## AIM
Switch each "riverbank" in the lines below to "shoreline" and write all the lines out again, changing nothing else.
— start of MATERIAL —
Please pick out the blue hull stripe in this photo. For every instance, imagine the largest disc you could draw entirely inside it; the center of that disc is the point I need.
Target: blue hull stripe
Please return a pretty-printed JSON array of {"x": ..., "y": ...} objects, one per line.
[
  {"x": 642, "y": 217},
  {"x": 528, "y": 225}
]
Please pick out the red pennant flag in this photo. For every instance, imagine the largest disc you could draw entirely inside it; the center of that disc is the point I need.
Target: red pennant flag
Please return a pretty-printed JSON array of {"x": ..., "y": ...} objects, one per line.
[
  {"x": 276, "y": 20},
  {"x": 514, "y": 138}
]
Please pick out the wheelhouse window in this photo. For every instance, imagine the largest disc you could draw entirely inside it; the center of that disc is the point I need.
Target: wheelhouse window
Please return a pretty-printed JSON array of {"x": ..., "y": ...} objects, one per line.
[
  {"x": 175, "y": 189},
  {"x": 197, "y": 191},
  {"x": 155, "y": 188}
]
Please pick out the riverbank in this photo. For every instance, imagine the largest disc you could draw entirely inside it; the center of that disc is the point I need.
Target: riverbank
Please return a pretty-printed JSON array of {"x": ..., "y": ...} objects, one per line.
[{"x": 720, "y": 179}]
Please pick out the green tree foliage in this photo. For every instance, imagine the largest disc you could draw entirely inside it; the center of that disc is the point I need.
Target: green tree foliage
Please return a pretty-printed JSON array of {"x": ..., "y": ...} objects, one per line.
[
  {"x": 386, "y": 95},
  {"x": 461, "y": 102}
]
— end of MATERIAL —
## SOLUTION BELOW
Please pick out the blue hull stripe in this photo. For every instance, imagine the largest disc you could draw entirely inside it; the center of that disc is the point I need.
Target: blue hull stripe
Please return a pretty-printed JSON array of {"x": ..., "y": ...} objects, one per line.
[
  {"x": 642, "y": 217},
  {"x": 528, "y": 225}
]
Please pick out the red pennant flag in this photo. For every instance, imagine the largest disc you could draw entirely inside it; the center of that disc is the point I need.
Target: red pennant flag
Please return a pretty-printed JSON array of {"x": ..., "y": ...} objects, one per line.
[
  {"x": 276, "y": 20},
  {"x": 514, "y": 138}
]
Please pick out the wheelhouse window in this photo. For every instance, imagine the largest disc you could draw entirely inside it; the center of that disc is the point I need.
Target: wheelhouse window
Please return a pretty-printed JSON array of {"x": ..., "y": ...} objects, one per line.
[
  {"x": 175, "y": 189},
  {"x": 197, "y": 191},
  {"x": 155, "y": 188}
]
Please pick out the shoreline in this photo. For every instance, imagine the largest disc you could draw entirely inside it; the center of that disc is the point I need.
Target: shoreline
Please return a pretty-printed JSON array of {"x": ..., "y": ...} objects, one per line.
[{"x": 720, "y": 179}]
Please pick out the green tree foliage in this photo. For every instance, imagine the largest disc you could draw entirely inside it; the center of that disc is the point I need.
Target: green tree foliage
Please return a pretty-printed JSON array of {"x": ..., "y": ...} objects, one per line.
[
  {"x": 386, "y": 95},
  {"x": 461, "y": 102}
]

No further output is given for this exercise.